Problem statement | Reproduce all the entries precisely.

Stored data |
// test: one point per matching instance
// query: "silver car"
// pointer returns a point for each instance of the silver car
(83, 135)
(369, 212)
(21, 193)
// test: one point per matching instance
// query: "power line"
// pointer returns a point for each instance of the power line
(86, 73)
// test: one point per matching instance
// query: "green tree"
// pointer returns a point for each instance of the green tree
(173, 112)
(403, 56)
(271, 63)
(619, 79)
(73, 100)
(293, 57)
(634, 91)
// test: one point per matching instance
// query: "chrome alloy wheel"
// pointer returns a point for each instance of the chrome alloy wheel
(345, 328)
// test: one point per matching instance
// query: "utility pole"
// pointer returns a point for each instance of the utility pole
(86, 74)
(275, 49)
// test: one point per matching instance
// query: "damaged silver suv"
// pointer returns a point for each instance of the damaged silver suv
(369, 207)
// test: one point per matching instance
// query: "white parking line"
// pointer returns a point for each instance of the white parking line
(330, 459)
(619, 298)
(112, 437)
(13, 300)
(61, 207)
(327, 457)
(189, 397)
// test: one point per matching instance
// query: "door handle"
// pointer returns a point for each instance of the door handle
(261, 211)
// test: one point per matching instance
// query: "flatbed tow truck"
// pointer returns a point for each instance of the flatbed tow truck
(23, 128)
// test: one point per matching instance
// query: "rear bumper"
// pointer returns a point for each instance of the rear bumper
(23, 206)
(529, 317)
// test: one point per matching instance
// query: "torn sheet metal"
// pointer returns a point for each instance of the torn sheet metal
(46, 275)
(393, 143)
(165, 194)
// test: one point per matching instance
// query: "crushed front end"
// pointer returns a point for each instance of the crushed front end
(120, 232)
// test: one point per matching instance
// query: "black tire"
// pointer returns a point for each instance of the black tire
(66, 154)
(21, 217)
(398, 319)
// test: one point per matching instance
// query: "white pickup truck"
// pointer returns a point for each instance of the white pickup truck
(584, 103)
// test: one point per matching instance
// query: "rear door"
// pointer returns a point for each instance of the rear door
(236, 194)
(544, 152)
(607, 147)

Written solution |
// test: one point per matching instance
// query: "silver car"
// pointer returns a point for each instance of the silver car
(83, 135)
(369, 212)
(21, 193)
// test: one point per matching instance
// query: "power line"
// pointer returns a point for each instance of the power line
(86, 73)
// test: one point per matching instance
// query: "green tree"
// pointer returns a point for each instance of the green tree
(173, 112)
(403, 56)
(271, 63)
(619, 79)
(73, 100)
(293, 57)
(634, 91)
// test: one point per matching instance
// query: "chrome alloy wheel"
// pointer returns a point for each instance of the chrome alloy wheel
(345, 328)
// test: one point per matching instance
// query: "utility pole"
// pointer returns a point for each instance of the utility pole
(86, 74)
(275, 49)
// test: one point per matching instance
// query: "damaged silver suv"
// pointer returns a point for each instance of the damaged silver suv
(369, 207)
// test: one point per matching instance
// query: "white parking line"
// pointer returns a point for each instance of the white parking line
(330, 459)
(619, 298)
(112, 437)
(13, 300)
(61, 207)
(327, 457)
(189, 397)
// test: one point per matching instance
// query: "door handle"
// pointer returns a point for each instance of the door handle
(261, 211)
// test: one point per matching instance
// query: "flatbed tow truck"
// pointer returns a point for each instance of the flatbed tow truck
(23, 128)
// test: one point per matching instance
// query: "rear bumper"
// pointer returns a point for each instance of the rear bumper
(23, 206)
(529, 317)
// test: one point per matching instance
// query: "torn sheet metal"
// pointer returns a point for each instance of the torn sheet metal
(46, 275)
(393, 143)
(165, 194)
// test: one point per matching instance
// query: "crushed front end"
// pointer returns a point for each instance of the crushed front end
(120, 232)
// test: one point per matching instance
// query: "black tire"
// pointer returns a point for each instance of the black tire
(66, 154)
(21, 217)
(398, 319)
// test: one point per matching instance
// query: "white pickup truck"
// pointer returns a point for each instance of the white pickup truck
(584, 103)
// test: one point per matching instance
// query: "rear door"
// pointer returns a point for each instance of the rear door
(236, 194)
(544, 152)
(607, 147)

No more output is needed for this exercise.